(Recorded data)
------------

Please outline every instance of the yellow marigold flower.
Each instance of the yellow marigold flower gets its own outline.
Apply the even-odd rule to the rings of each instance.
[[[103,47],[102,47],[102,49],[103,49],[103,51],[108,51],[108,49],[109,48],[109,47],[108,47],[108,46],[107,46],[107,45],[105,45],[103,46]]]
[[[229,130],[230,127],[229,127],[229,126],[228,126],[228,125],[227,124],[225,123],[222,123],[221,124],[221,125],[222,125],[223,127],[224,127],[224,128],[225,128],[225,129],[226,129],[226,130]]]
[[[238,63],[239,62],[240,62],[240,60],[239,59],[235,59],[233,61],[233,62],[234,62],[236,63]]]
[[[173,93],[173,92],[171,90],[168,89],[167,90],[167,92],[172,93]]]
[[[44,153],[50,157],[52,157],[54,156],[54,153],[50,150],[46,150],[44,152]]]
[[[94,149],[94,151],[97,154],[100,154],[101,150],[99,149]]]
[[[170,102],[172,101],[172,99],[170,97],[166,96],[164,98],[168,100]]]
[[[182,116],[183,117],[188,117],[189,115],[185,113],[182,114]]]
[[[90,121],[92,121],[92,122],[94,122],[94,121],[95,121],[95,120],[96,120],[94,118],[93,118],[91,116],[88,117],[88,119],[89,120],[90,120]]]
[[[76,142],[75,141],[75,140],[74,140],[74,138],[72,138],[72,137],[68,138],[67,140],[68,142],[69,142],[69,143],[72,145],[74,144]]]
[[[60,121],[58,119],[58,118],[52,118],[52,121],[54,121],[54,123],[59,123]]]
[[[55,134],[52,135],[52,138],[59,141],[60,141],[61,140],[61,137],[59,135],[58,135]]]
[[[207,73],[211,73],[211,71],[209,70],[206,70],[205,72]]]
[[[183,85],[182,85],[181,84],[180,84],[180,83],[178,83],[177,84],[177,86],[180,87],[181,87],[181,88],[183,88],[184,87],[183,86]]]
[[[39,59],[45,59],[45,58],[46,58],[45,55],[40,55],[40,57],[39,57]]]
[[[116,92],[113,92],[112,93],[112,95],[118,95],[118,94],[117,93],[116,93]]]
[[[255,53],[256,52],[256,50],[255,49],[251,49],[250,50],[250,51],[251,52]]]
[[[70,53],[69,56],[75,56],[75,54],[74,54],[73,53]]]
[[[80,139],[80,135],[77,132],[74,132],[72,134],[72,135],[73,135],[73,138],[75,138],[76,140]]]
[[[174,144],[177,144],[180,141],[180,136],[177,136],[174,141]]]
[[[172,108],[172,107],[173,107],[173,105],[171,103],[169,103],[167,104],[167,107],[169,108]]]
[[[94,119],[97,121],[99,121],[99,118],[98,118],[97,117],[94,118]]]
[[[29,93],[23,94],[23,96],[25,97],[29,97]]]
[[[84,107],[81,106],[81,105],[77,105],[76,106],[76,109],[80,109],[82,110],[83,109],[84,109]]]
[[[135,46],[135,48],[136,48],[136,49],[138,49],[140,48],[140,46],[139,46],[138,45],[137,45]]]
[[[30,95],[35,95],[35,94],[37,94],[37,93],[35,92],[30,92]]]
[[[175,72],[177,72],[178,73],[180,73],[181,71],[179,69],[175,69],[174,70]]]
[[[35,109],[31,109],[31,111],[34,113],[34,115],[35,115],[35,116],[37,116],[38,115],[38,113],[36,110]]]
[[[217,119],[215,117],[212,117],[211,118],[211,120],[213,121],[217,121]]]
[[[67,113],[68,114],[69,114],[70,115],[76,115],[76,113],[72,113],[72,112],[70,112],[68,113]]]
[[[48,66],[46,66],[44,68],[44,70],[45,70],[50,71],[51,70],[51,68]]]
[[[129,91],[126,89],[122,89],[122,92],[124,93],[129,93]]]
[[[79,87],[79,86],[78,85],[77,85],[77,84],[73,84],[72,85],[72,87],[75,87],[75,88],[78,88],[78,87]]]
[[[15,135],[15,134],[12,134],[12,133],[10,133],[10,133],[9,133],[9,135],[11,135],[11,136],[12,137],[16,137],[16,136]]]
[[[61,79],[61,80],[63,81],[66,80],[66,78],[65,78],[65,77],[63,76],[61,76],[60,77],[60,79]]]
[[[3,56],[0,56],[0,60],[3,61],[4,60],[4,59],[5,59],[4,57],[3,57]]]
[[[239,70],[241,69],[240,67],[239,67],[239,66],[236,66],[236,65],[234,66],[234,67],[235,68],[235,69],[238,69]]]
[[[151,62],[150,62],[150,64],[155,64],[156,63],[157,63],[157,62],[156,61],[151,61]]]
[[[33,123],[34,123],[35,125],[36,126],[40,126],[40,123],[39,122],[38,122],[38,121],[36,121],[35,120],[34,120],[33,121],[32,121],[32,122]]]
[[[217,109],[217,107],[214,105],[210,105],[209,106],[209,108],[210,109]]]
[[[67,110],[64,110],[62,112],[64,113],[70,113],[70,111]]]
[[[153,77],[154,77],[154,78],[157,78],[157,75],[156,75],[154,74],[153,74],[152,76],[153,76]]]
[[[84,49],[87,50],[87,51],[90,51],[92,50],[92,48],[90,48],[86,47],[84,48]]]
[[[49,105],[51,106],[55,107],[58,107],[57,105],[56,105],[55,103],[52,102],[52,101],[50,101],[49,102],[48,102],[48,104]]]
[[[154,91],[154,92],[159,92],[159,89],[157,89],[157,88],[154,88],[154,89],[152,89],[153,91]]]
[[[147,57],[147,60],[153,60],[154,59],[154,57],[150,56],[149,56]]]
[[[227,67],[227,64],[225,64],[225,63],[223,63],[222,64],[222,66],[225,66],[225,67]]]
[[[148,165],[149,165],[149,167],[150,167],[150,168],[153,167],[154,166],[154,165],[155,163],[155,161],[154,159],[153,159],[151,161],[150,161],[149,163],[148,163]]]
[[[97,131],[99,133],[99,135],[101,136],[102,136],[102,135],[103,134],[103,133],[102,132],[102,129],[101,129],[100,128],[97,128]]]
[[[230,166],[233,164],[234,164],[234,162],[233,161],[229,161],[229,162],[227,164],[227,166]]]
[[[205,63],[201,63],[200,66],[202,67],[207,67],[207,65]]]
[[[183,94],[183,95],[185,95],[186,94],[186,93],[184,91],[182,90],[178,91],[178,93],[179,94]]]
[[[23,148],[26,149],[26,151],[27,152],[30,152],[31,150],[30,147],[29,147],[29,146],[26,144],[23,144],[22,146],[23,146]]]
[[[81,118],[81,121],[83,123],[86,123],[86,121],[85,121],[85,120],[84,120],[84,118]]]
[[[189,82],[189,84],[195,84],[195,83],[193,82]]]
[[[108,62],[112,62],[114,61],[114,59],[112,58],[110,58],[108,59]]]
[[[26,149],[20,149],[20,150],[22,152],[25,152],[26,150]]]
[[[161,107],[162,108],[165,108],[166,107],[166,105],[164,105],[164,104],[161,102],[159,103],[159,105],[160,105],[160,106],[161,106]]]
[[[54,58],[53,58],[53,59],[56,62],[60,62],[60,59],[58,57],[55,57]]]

------------

§ WRITTEN TASK
Word for word, write out the data.

§ EXPECTED OUTPUT
Please outline every instance of the yellow marigold flower.
Each instance of the yellow marigold flower gets its own outline.
Apply the even-odd rule to the rings of each instance.
[[[103,47],[102,47],[102,49],[103,49],[103,51],[108,51],[108,49],[109,48],[109,47],[108,47],[108,46],[107,46],[107,45],[105,45],[103,46]]]
[[[229,130],[230,127],[229,127],[229,126],[228,126],[228,125],[227,124],[225,123],[222,123],[221,124],[221,125],[222,125],[223,127],[224,127],[224,128],[225,128],[225,129],[226,129],[226,130]]]
[[[238,63],[239,62],[240,62],[240,60],[239,59],[235,59],[233,61],[233,62],[234,62],[236,63]]]
[[[173,93],[173,92],[171,90],[168,89],[167,90],[167,92],[172,93]]]
[[[44,153],[50,157],[52,157],[54,156],[54,153],[50,150],[46,150],[44,152]]]
[[[94,149],[94,151],[97,154],[100,154],[101,150],[99,149]]]
[[[170,102],[172,101],[172,99],[170,97],[166,96],[164,98],[168,100]]]
[[[182,116],[183,117],[188,117],[189,115],[185,113],[182,114]]]
[[[90,121],[92,121],[92,122],[94,122],[94,121],[95,121],[95,120],[96,120],[94,118],[93,118],[91,116],[88,117],[88,119],[89,120],[90,120]]]
[[[76,142],[75,141],[75,140],[74,140],[74,138],[72,138],[72,137],[68,138],[67,140],[68,142],[69,142],[69,143],[72,145],[74,144]]]
[[[60,121],[58,119],[58,118],[52,118],[52,121],[54,121],[54,123],[59,123]]]
[[[55,134],[52,135],[52,138],[59,141],[60,141],[61,140],[61,137],[59,135],[58,135]]]
[[[207,73],[211,73],[211,71],[209,70],[206,70],[205,72]]]
[[[183,85],[182,85],[181,84],[180,84],[180,83],[178,83],[177,84],[177,86],[180,87],[181,87],[181,88],[183,88],[184,87],[183,86]]]
[[[39,59],[45,59],[45,58],[46,58],[45,55],[40,55],[40,57],[39,57]]]
[[[116,92],[113,92],[112,93],[112,95],[118,95],[118,94],[117,93],[116,93]]]
[[[255,53],[256,52],[256,50],[255,49],[251,49],[250,50],[250,51],[251,52]]]
[[[70,53],[69,56],[75,56],[75,54],[74,54],[73,53]]]
[[[80,139],[80,135],[77,132],[74,132],[72,134],[72,135],[73,135],[73,138],[75,138],[76,140]]]
[[[174,144],[177,144],[180,141],[180,136],[177,136],[174,141]]]
[[[172,108],[172,107],[173,107],[173,105],[171,103],[169,103],[167,104],[167,107],[169,108]]]
[[[94,119],[97,121],[99,121],[99,118],[98,118],[97,117],[94,118]]]
[[[29,93],[23,94],[23,96],[25,97],[29,97]]]
[[[84,107],[81,106],[81,105],[77,105],[76,106],[76,109],[80,109],[82,110],[83,109],[84,109]]]
[[[135,46],[135,48],[136,48],[136,49],[138,49],[140,48],[140,46],[139,46],[138,45],[137,45]]]
[[[30,95],[35,95],[35,94],[37,94],[37,93],[35,92],[30,92]]]
[[[175,72],[177,72],[178,73],[180,73],[181,71],[179,69],[175,69],[174,70]]]
[[[35,109],[31,109],[31,111],[34,113],[34,115],[35,115],[35,116],[37,116],[38,115],[38,113],[36,110]]]
[[[217,119],[215,117],[212,117],[211,118],[211,120],[213,121],[217,121]]]
[[[67,113],[68,114],[69,114],[70,115],[76,115],[76,113],[72,113],[72,112],[70,112],[68,113]]]
[[[48,66],[46,66],[44,68],[44,70],[45,70],[50,71],[51,70],[51,68]]]
[[[129,91],[126,89],[122,89],[122,92],[124,93],[129,93]]]
[[[79,87],[79,86],[78,85],[77,85],[77,84],[73,84],[72,85],[72,87],[75,87],[75,88],[78,88],[78,87]]]
[[[15,135],[15,134],[12,134],[12,133],[10,133],[10,133],[9,133],[9,135],[11,135],[11,136],[12,137],[16,137],[16,136]]]
[[[61,79],[61,80],[63,81],[66,80],[66,78],[65,78],[65,77],[63,76],[61,76],[60,77],[60,79]]]
[[[3,56],[0,56],[0,60],[3,61],[4,60],[4,59],[5,59],[4,57],[3,57]]]
[[[239,70],[241,69],[240,67],[239,67],[239,66],[236,66],[236,65],[234,66],[234,67],[235,68],[235,69],[238,69]]]
[[[151,62],[150,62],[150,64],[155,64],[156,63],[157,63],[157,62],[156,61],[151,61]]]
[[[33,123],[34,123],[35,125],[36,126],[40,126],[40,123],[39,122],[38,122],[38,121],[36,121],[35,120],[34,120],[33,121],[32,121],[32,122]]]
[[[217,109],[217,107],[214,105],[210,105],[209,106],[209,108],[210,109]]]
[[[67,110],[64,110],[62,112],[64,113],[70,113],[70,111]]]
[[[153,77],[154,77],[154,78],[157,78],[157,75],[156,75],[154,74],[153,74],[152,76],[153,76]]]
[[[84,49],[87,50],[87,51],[90,51],[92,50],[92,48],[90,48],[86,47],[84,48]]]
[[[49,105],[51,106],[55,107],[58,107],[57,105],[56,105],[55,103],[52,102],[52,101],[50,101],[49,102],[48,102],[48,104]]]
[[[154,91],[154,92],[159,92],[159,89],[157,89],[157,88],[154,88],[154,89],[152,89],[153,91]]]
[[[147,57],[147,60],[153,60],[154,59],[154,57],[150,56],[149,56]]]
[[[227,67],[227,64],[225,64],[225,63],[223,63],[222,64],[222,66],[225,66],[225,67]]]
[[[148,165],[149,165],[149,167],[150,167],[150,168],[153,167],[154,166],[154,165],[155,163],[155,161],[154,159],[153,159],[151,161],[150,161],[149,163],[148,163]]]
[[[97,131],[99,133],[99,135],[101,136],[102,136],[102,135],[103,134],[103,133],[102,132],[102,129],[101,129],[100,128],[97,128]]]
[[[230,166],[233,164],[234,164],[234,162],[233,161],[229,161],[229,162],[227,164],[227,166]]]
[[[205,63],[201,63],[200,66],[202,67],[207,67],[207,65]]]
[[[183,94],[183,95],[185,95],[186,94],[186,93],[184,91],[182,90],[178,91],[178,93],[179,94]]]
[[[23,148],[26,149],[26,151],[27,152],[30,152],[31,150],[30,147],[29,147],[29,146],[26,144],[23,144],[22,146],[23,146]]]
[[[81,118],[81,121],[83,123],[86,123],[86,121],[85,121],[85,120],[84,120],[84,118]]]
[[[189,82],[189,84],[195,84],[195,83],[193,82]]]
[[[108,62],[112,62],[114,61],[114,59],[112,58],[110,58],[108,59]]]
[[[26,149],[20,149],[20,150],[22,152],[25,152],[26,150]]]
[[[161,107],[162,108],[165,108],[166,107],[166,105],[164,105],[164,104],[161,102],[159,103],[159,105],[160,105],[160,106],[161,106]]]
[[[54,58],[53,58],[53,59],[56,62],[60,62],[60,59],[58,57],[55,57]]]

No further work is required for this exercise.